YOUR GOAL:
With both ends included, repeat exactly the lines of the entries below from the one containing "</instance>" down to the one containing "rough mask: <svg", and no others.

Top of DATASET

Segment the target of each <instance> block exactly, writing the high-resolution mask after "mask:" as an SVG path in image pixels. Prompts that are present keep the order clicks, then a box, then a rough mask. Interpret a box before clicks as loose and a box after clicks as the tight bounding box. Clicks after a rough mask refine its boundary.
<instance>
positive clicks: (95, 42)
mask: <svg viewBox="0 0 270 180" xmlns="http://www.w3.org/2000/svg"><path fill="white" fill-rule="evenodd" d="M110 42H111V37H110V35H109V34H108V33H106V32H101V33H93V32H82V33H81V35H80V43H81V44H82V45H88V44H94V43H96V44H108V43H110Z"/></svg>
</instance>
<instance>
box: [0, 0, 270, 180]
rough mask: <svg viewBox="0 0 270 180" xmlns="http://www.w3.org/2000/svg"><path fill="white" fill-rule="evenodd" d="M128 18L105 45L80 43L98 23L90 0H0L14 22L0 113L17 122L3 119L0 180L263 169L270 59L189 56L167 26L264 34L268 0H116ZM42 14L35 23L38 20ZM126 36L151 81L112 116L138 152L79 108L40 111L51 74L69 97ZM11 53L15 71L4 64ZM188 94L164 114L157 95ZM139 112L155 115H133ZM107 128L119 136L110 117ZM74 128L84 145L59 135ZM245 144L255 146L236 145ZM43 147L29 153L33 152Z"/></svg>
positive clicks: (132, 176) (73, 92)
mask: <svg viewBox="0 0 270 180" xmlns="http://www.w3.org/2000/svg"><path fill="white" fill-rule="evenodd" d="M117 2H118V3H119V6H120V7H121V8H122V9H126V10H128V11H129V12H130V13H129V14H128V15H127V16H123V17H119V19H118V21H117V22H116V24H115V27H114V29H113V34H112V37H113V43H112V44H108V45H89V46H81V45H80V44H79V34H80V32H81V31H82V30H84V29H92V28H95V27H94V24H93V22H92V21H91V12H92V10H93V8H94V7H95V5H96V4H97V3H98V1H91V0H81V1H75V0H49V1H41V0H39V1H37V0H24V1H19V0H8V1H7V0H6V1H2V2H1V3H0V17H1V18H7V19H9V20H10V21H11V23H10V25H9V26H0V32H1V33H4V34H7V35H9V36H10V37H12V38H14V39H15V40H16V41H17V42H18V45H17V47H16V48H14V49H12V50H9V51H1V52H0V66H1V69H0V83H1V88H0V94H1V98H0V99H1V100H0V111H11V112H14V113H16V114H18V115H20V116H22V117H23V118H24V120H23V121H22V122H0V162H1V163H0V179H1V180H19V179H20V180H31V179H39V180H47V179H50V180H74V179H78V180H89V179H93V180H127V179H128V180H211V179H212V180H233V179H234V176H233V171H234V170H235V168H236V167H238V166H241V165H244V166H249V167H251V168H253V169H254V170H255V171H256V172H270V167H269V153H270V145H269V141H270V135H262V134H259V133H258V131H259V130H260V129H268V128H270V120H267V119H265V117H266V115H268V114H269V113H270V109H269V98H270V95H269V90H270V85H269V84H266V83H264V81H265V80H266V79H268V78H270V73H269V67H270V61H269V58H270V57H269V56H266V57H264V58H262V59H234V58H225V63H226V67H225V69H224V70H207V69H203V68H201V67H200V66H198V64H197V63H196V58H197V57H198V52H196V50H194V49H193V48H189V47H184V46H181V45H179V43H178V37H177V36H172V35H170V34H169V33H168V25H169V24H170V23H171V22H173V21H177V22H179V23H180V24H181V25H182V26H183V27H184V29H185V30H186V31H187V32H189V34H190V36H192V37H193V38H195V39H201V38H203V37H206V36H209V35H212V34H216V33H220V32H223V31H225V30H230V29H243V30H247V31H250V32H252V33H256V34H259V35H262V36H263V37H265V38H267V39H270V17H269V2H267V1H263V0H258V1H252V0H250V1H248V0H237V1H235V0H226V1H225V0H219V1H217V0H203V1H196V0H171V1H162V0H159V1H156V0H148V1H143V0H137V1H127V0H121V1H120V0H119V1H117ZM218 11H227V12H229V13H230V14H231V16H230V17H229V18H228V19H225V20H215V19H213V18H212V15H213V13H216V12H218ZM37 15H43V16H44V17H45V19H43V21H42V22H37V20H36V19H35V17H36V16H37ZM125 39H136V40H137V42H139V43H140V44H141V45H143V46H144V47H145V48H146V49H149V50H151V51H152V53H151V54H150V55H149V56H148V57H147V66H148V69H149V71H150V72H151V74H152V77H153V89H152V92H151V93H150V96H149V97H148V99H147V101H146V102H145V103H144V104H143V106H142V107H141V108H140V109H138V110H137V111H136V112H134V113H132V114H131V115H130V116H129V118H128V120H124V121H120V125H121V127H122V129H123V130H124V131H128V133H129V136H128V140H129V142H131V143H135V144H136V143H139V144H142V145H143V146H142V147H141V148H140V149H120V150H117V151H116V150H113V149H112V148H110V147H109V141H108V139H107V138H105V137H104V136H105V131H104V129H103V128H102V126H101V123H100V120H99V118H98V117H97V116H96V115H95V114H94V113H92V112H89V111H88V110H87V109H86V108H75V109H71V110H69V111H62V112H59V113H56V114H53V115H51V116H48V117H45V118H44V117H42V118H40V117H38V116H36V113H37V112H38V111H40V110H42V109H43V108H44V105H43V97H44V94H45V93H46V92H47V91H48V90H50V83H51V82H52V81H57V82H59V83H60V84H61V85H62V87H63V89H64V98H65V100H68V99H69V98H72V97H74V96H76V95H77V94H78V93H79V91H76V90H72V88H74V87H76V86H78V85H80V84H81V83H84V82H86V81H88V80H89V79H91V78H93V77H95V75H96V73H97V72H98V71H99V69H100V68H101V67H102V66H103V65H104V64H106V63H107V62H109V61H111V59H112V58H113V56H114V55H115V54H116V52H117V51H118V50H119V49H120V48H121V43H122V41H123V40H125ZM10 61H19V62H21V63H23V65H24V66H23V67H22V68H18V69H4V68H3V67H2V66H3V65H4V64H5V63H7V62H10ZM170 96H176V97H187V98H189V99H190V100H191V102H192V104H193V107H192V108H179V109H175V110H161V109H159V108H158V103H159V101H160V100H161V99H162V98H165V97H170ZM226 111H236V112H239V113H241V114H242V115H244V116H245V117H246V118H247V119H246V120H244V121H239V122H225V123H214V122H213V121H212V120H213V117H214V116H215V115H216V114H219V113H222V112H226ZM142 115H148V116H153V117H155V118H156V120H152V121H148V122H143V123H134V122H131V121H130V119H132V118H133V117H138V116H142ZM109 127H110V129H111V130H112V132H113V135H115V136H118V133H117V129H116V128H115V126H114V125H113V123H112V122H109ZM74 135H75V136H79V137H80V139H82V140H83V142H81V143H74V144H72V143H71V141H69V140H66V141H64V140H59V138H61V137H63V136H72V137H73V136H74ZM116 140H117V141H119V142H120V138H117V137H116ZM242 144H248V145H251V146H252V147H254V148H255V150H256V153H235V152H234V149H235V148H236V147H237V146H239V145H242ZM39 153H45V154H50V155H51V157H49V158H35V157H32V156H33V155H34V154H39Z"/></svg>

Bottom of DATASET

SOLVED EXERCISE:
</instance>
<instance>
box: [0, 0, 270, 180]
rough mask: <svg viewBox="0 0 270 180" xmlns="http://www.w3.org/2000/svg"><path fill="white" fill-rule="evenodd" d="M128 18L105 45L80 43L98 23L90 0H0L14 22L0 113L17 122L3 119L0 180L263 169L270 59L189 56L167 26L264 34L268 0H116ZM42 14L35 23L38 20ZM126 36L151 81L112 116L138 152L79 108L40 111L51 74L69 97ZM11 53L15 71L4 64ZM188 94L164 114L157 95ZM139 112L155 115H133ZM107 128L119 136L110 117ZM74 128L84 145L59 135ZM245 144L255 146L236 145ZM43 147L29 153L33 152Z"/></svg>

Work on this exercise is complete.